== Goal of the exercise ==
Please report how many lines in the records below contain the word "black", and give nothing else.

== Data to use ==
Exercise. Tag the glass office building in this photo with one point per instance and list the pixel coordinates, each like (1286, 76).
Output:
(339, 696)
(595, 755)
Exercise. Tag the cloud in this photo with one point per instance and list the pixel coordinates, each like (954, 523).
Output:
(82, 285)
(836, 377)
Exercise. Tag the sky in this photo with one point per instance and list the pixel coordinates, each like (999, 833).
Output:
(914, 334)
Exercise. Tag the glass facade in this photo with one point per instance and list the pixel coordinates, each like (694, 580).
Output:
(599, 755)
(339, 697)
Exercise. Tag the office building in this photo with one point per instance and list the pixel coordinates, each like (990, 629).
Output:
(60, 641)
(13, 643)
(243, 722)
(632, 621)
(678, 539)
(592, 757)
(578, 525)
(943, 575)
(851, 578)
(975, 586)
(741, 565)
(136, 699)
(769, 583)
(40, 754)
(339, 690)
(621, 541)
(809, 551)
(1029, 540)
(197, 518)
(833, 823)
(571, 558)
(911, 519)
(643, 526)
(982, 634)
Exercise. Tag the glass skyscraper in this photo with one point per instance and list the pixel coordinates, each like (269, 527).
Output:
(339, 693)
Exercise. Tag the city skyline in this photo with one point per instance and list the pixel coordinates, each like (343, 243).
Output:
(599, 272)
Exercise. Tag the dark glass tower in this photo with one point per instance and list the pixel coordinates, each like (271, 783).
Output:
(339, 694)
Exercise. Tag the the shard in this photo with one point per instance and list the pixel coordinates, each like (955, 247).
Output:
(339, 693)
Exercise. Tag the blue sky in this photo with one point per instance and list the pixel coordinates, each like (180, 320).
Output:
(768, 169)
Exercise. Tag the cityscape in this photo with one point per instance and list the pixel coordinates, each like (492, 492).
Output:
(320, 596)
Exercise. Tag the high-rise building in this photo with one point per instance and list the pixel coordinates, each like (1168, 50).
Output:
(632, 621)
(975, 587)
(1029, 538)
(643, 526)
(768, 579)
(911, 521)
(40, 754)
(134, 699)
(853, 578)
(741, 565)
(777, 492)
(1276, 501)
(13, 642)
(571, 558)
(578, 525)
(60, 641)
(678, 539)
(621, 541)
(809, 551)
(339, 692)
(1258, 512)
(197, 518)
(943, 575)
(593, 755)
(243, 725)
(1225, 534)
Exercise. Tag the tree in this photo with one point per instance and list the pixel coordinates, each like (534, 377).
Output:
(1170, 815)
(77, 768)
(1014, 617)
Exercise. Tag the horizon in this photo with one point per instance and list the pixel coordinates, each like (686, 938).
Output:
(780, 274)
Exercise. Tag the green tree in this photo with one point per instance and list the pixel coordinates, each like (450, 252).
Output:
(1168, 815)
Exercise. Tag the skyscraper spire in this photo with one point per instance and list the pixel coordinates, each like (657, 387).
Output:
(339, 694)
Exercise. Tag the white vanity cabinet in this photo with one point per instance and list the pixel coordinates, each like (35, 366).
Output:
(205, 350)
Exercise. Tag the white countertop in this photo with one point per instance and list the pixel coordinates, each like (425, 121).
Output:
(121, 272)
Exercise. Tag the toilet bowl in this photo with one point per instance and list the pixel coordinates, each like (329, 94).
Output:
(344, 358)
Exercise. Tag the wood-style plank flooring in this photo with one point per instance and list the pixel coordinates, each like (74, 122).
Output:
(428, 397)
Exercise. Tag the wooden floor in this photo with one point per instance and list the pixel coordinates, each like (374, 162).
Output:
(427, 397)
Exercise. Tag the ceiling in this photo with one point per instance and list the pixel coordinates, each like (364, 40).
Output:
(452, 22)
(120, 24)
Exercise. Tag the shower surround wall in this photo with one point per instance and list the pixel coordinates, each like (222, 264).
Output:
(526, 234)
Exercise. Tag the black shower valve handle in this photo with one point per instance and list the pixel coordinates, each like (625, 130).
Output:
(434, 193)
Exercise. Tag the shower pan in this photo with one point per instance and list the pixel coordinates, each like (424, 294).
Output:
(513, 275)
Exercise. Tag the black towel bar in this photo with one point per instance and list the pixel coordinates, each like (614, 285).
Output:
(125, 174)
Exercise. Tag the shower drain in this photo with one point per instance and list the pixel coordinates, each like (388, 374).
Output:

== Problem solution ==
2